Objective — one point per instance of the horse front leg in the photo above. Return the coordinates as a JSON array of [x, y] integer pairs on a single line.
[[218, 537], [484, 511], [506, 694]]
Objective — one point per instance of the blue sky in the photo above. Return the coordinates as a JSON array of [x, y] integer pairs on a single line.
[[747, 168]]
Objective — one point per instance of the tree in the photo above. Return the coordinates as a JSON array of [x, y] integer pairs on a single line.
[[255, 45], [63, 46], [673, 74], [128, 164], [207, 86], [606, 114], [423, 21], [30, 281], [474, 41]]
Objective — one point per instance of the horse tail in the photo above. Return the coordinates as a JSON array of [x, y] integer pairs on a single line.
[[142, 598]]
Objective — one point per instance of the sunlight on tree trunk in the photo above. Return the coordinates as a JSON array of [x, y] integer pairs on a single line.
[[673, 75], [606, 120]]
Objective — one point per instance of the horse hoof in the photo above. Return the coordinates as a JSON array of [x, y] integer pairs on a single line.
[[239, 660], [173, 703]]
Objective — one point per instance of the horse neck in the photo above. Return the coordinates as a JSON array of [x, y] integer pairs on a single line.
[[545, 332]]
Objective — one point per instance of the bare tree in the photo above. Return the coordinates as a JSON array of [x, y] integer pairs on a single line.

★ ★ ★ ★

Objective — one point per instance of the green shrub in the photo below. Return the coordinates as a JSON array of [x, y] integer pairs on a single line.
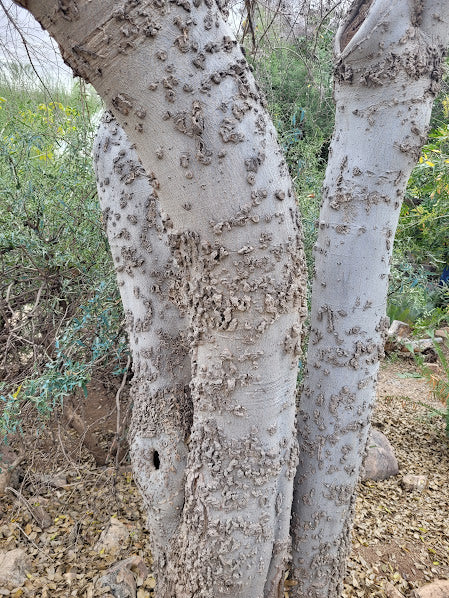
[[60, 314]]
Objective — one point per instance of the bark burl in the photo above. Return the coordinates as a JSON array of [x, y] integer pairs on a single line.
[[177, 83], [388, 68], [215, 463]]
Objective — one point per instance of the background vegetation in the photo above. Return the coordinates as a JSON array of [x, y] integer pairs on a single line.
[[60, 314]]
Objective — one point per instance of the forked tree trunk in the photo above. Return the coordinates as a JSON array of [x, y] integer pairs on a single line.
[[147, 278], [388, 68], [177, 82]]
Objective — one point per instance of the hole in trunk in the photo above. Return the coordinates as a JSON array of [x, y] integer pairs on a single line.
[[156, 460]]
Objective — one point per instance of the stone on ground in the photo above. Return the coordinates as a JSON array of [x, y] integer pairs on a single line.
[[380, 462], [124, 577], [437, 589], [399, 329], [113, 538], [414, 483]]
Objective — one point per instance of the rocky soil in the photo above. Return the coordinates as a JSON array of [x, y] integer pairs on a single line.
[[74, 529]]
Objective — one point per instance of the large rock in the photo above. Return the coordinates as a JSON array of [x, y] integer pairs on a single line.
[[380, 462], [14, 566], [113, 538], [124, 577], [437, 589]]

★ ★ ★ ★

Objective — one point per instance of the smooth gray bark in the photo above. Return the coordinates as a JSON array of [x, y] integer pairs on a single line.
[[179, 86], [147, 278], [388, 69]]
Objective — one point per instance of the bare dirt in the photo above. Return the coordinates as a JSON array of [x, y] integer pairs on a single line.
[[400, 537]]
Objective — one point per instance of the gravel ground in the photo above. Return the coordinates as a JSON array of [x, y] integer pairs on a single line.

★ ★ ★ ★

:: TASK TO CARRY OUT ::
Please transcribe exactly the lines above from the line that has "Objective — one point per instance of the sunlight" up to and including the line that has "Objective — one point per instance of the bare tree"; no other line belongs in the answer.

:: ANSWER ::
Objective — one point per instance of the sunlight on tree trunk in the photo above. Return the coordinates as a JSON array of [x, y] integer pairs on a single line.
[[673, 75], [606, 120]]
Objective — one point per instance of the horse hoof in the photo above. Return the coordinates as a JSON array of [x, y] integer pairs on a single line.
[[239, 660], [173, 703]]
Objective — one point per instance of the horse neck in the photo above. Return the coordinates as a JSON array of [x, y] integer pairs on a single line.
[[545, 332]]
Objective — one point per instance of the bare tree in the photo above. Return the coordinates as a JSON array of [x, y] integer pairs on a single line.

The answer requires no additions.